Task instructions:
Extract every line of the records below that contains the string "headland", matching case exactly.

Records provided:

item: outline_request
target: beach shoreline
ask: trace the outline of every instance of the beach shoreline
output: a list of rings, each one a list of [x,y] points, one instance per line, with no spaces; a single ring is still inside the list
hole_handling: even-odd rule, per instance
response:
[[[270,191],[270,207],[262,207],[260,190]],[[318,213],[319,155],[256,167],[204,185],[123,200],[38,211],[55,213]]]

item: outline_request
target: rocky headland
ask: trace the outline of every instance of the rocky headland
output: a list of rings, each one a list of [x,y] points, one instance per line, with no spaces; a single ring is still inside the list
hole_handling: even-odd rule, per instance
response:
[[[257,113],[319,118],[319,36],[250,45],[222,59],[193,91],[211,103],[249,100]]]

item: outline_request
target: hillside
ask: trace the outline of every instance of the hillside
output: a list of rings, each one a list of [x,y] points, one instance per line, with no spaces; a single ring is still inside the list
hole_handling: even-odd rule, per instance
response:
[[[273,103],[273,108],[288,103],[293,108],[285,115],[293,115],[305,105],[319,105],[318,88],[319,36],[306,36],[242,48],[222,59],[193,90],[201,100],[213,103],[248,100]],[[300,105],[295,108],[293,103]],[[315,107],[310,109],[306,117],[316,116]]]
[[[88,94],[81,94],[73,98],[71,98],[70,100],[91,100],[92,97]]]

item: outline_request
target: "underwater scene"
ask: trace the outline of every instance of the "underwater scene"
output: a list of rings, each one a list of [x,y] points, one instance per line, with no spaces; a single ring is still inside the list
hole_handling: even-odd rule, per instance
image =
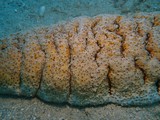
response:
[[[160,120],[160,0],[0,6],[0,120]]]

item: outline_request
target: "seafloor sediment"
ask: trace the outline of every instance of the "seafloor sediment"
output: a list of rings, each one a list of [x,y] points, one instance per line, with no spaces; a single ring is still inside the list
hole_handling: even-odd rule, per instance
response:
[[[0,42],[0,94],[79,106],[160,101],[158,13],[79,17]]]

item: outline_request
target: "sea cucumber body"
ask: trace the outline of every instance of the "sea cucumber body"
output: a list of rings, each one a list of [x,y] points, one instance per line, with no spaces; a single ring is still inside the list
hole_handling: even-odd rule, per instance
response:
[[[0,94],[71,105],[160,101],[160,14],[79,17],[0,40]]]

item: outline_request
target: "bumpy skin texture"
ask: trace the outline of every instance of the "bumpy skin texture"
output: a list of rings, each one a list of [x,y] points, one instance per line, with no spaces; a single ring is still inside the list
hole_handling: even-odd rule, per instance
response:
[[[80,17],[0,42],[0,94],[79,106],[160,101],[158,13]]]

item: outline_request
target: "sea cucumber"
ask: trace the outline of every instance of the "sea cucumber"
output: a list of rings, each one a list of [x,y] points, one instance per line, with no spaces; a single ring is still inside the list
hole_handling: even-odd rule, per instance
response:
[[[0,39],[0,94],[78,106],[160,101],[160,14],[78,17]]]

* * *

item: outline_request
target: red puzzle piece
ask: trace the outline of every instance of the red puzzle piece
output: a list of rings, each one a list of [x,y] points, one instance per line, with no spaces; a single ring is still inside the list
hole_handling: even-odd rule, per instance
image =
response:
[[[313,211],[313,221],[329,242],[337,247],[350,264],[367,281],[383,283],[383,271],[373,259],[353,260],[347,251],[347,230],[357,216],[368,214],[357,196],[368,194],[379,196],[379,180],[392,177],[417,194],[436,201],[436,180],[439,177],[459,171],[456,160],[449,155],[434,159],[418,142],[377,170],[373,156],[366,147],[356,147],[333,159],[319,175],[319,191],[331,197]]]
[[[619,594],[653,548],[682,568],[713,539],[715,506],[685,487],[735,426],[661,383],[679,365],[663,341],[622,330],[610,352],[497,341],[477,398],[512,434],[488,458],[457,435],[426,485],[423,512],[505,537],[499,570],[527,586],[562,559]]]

--

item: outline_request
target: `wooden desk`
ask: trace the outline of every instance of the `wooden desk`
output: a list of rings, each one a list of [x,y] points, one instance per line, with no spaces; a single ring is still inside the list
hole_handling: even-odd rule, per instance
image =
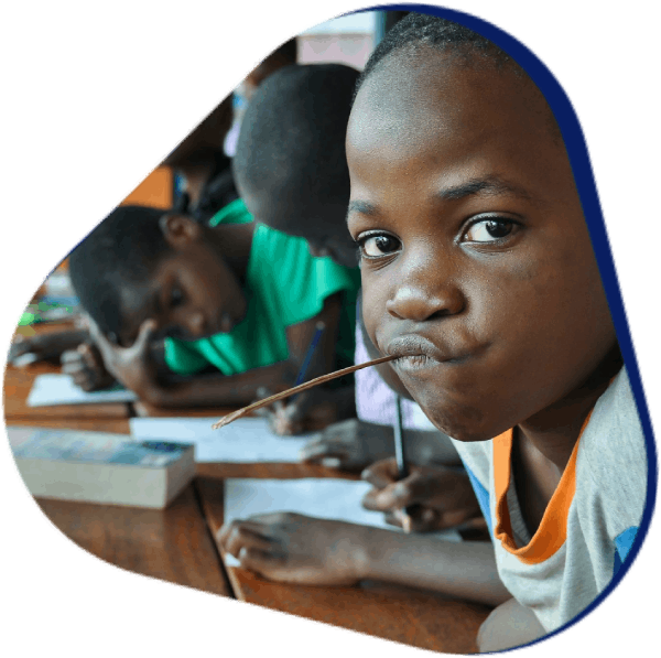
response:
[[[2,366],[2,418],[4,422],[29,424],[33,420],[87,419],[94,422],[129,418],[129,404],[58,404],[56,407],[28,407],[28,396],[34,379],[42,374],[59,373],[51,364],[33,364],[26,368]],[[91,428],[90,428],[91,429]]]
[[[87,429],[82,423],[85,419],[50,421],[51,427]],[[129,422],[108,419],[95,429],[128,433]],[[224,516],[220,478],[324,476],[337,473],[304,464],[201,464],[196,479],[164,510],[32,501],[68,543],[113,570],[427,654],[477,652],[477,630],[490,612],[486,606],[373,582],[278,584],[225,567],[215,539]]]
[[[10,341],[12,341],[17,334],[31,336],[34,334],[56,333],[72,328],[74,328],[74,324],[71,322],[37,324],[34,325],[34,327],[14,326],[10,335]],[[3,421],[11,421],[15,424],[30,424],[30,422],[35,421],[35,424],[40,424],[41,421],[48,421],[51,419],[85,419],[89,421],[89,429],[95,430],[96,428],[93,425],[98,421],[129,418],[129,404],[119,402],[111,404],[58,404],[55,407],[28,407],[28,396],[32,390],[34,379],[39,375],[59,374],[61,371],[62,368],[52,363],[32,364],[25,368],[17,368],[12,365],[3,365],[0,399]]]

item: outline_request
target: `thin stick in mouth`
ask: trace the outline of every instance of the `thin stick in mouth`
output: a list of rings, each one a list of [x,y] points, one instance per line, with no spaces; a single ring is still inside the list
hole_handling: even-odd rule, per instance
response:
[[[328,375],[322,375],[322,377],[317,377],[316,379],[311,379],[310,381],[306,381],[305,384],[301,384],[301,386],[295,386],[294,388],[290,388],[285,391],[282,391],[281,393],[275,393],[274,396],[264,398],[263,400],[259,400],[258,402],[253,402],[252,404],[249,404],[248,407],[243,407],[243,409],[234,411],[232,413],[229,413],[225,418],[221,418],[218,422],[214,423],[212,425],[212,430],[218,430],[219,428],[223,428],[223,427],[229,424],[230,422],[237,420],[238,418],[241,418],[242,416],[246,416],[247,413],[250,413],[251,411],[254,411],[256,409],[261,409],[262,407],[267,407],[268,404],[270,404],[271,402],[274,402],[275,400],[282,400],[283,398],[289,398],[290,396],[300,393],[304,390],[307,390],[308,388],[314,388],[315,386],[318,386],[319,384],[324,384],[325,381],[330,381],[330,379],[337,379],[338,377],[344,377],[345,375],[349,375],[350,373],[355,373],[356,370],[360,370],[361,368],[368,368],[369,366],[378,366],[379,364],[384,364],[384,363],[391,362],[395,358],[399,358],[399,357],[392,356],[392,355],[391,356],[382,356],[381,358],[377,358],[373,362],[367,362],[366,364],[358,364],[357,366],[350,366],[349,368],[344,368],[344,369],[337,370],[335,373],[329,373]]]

Solution for this problem:
target: rocky headland
ask: trace the outline of every instance of the rocky headland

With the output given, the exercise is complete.